Please return every line in the entries below that contains the word "beige".

Supplied material –
+++

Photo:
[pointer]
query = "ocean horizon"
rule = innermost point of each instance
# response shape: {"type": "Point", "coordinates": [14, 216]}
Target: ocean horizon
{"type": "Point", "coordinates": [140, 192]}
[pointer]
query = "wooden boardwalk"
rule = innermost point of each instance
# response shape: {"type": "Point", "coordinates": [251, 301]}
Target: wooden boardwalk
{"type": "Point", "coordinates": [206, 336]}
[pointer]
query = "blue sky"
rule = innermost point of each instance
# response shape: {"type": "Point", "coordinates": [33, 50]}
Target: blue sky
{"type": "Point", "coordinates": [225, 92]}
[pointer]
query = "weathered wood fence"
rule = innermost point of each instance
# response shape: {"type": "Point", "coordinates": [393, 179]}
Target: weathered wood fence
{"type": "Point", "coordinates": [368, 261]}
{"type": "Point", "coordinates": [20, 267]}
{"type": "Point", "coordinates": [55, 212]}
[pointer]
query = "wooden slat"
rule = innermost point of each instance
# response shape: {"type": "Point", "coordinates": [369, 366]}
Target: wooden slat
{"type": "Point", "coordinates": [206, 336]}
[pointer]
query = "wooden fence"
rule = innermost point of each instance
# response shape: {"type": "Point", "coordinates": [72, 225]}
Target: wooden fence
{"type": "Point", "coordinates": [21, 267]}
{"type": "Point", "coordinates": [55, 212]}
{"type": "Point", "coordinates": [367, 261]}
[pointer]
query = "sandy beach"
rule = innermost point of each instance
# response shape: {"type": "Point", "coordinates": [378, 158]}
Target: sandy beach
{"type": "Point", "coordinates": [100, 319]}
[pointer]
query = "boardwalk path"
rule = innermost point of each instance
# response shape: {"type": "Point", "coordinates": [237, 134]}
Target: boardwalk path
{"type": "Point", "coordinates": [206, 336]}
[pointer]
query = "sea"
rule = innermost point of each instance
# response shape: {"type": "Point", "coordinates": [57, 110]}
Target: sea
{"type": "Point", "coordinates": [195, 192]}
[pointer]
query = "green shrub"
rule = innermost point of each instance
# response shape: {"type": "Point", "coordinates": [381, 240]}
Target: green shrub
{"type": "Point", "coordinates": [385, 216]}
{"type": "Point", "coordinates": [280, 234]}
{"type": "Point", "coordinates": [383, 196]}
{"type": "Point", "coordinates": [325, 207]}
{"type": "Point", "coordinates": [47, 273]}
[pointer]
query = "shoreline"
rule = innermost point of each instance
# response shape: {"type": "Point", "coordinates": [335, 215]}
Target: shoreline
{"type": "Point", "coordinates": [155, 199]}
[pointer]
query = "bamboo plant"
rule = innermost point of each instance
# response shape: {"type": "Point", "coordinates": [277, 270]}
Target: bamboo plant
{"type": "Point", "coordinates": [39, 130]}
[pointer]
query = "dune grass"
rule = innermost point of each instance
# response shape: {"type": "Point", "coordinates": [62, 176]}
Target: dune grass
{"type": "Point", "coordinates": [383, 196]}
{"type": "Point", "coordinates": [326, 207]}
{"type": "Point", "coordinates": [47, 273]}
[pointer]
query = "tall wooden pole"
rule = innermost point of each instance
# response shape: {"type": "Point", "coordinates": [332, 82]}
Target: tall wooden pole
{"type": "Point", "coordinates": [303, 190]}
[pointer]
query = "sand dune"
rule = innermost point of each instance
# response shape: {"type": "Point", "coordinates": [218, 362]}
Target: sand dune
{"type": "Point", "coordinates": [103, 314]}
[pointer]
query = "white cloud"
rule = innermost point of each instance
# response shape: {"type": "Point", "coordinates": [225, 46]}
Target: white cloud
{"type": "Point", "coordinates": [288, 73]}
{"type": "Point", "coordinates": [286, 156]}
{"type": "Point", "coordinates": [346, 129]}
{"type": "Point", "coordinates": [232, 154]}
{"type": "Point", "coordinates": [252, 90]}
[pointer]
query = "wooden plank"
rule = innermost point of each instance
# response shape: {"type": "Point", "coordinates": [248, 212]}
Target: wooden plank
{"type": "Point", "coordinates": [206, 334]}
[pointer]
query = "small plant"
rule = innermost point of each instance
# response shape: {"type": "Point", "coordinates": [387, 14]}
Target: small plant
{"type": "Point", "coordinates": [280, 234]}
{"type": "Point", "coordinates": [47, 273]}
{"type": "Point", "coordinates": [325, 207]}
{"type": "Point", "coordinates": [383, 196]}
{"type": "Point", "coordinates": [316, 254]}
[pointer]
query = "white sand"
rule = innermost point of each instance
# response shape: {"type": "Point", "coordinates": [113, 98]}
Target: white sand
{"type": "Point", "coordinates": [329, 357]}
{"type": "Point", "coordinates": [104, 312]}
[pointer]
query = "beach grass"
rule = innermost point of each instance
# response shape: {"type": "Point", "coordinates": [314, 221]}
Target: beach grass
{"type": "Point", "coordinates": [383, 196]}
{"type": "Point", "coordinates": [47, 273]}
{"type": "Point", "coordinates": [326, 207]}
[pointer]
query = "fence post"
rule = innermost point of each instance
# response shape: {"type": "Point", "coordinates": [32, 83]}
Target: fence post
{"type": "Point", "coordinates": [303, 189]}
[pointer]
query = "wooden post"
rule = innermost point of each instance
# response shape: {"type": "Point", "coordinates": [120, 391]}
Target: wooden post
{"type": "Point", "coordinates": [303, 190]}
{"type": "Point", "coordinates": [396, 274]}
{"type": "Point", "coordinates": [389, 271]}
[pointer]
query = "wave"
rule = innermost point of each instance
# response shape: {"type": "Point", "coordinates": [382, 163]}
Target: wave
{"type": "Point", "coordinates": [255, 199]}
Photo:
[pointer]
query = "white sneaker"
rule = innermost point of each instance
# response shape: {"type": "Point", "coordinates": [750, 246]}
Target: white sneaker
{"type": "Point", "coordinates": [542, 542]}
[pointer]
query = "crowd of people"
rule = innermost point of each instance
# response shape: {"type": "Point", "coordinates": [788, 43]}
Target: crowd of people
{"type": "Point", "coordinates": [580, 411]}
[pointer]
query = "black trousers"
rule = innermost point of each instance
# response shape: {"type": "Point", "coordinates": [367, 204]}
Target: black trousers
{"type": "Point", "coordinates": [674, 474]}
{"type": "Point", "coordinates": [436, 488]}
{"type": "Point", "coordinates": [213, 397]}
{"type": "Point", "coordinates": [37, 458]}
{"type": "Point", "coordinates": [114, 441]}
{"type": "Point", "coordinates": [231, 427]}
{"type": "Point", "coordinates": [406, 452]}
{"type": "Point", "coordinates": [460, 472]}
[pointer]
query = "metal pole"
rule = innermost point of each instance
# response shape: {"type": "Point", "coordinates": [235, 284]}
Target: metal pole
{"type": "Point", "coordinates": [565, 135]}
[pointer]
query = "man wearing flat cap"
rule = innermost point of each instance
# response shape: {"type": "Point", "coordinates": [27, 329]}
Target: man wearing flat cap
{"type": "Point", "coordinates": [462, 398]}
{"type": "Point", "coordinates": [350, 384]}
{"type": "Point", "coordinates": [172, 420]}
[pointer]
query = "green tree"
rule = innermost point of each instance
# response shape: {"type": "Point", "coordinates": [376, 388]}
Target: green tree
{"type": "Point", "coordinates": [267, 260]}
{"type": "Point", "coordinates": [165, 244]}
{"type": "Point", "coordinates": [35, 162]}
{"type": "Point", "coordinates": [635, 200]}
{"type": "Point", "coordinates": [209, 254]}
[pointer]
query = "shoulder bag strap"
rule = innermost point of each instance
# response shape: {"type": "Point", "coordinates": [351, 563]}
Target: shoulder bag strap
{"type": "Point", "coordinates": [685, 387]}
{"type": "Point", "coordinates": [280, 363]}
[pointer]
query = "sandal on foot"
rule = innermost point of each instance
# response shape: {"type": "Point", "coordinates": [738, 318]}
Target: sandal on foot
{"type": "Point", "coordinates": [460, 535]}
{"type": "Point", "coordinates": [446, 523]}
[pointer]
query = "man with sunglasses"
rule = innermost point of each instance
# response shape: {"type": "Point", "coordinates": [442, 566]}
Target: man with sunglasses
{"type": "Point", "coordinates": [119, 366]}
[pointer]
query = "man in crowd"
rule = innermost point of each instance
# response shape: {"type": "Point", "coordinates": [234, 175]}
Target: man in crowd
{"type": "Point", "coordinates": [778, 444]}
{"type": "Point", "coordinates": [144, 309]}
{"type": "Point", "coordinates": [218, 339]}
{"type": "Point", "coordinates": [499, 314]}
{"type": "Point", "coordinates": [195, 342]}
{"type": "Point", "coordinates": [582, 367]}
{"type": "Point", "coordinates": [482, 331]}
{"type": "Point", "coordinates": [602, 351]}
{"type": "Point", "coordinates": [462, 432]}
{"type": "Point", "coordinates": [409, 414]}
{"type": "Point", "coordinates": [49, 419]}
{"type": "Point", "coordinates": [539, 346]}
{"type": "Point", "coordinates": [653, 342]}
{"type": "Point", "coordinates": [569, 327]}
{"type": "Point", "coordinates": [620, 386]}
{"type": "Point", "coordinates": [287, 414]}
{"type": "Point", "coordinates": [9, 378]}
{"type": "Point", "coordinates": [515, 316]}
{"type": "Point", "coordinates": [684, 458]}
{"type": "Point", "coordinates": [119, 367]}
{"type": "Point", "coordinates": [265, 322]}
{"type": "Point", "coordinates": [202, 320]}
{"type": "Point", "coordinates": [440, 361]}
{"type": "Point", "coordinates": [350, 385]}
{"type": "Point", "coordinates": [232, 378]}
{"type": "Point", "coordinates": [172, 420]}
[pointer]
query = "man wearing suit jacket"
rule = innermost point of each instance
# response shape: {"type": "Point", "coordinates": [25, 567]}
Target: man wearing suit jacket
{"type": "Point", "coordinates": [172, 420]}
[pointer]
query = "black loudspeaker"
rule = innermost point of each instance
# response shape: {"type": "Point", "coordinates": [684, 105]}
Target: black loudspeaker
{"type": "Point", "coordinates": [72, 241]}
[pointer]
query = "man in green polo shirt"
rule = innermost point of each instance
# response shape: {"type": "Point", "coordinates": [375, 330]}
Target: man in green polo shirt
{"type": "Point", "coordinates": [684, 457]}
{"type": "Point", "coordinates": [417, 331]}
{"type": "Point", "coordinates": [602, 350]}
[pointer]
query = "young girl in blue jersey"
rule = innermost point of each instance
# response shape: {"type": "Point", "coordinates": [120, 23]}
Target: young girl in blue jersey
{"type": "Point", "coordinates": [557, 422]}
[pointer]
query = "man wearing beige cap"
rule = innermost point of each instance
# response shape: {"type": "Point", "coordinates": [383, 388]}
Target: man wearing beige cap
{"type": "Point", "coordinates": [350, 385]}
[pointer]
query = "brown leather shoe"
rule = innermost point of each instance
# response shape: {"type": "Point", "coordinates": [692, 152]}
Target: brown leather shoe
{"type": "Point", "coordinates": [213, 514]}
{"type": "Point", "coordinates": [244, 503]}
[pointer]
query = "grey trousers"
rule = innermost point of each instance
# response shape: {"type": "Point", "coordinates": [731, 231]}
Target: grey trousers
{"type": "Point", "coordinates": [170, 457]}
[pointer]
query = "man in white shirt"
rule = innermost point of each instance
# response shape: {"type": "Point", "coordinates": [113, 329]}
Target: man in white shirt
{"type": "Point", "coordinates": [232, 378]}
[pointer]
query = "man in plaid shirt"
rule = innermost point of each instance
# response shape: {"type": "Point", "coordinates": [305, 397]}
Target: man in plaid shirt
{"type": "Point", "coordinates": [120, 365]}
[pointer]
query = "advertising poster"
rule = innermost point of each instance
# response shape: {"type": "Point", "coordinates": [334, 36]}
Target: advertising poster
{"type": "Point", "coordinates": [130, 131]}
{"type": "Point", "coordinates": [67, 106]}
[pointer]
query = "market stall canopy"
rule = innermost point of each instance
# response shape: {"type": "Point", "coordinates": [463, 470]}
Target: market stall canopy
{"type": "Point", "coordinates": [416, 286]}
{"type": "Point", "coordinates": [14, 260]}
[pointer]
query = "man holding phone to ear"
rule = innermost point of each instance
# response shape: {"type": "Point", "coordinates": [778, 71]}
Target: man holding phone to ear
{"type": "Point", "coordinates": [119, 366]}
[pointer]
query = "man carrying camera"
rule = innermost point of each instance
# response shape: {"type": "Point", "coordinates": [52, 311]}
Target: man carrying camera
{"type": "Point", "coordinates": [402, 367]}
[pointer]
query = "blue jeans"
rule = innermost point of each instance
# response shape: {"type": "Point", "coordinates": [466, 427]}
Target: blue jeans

+++

Result for this task –
query = "man wearing beige cap"
Target: man wearing beige cap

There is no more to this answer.